> STATED EXERCISE
Could you copy out the data below word for word, from the line containing "Where can you see the horse's head?" through the line containing "Target: curved wooden runner", both included?

START ITEMS

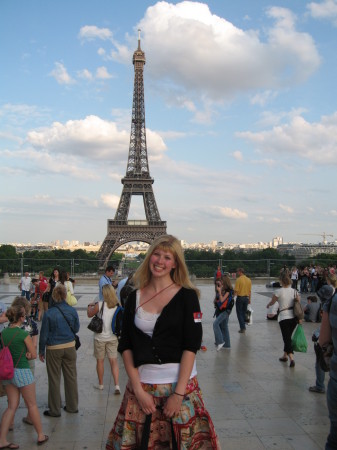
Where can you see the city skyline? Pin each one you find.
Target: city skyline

END ITEMS
START ITEMS

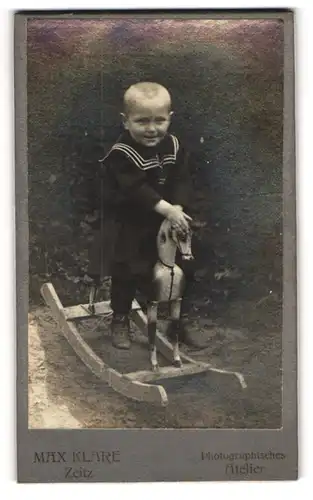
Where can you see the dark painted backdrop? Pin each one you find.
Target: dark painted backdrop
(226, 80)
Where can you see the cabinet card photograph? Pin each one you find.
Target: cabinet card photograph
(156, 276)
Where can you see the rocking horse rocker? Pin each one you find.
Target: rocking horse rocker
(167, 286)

END ITEMS
START ITEMS

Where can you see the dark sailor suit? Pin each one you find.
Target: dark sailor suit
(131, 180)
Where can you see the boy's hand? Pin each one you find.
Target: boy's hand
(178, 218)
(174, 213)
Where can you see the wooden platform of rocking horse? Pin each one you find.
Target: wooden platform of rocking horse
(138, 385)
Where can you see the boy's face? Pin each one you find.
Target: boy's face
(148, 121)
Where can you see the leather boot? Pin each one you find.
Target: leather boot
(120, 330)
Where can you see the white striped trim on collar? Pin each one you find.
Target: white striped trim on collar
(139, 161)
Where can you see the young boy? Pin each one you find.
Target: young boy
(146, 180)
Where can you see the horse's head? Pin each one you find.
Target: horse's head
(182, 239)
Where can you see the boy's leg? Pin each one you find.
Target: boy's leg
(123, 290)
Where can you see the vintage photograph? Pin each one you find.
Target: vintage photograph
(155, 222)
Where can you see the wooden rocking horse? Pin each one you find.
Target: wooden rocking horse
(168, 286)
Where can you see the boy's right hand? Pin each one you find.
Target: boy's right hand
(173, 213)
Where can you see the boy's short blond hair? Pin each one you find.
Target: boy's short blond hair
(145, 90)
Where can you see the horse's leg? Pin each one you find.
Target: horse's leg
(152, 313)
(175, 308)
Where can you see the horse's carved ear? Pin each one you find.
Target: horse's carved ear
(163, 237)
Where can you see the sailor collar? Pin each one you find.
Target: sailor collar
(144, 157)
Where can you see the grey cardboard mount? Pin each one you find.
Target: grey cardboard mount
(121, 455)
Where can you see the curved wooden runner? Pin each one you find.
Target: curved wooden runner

END ITEMS

> SOLUTION TO THE PROBLEM
Where can you see the horse's head? Pin each one you find.
Target: horse's head
(182, 239)
Where can you see the boy's leg? Pin each one you find.
Target: boy's leg
(123, 290)
Where can you see the vintage photograph? Pin each one you find.
Target: vintage photograph
(155, 222)
Where can you see the wooden rocking horse? Pin each one you find.
Target: wooden rocking horse
(168, 286)
Where can you see the boy's right hand? Pin each one you find.
Target: boy's right hand
(173, 213)
Where can you see the boy's short blond hair? Pin each one you find.
Target: boy's short blond hair
(145, 90)
Where can you see the horse's leg? Pin each one you find.
Target: horse's leg
(152, 313)
(175, 308)
Where can you see the horse's carved ear? Pin each one you find.
Target: horse's carved ear
(163, 237)
Where can you see the sailor collar? Pin each one you find.
Target: sailor collar
(144, 157)
Where can you see the grey cardboard mount? Pin each one you find.
Target: grey cardboard mount
(121, 455)
Where can you see the curved wooden runner? Pin each one you find.
Target: curved wooden runner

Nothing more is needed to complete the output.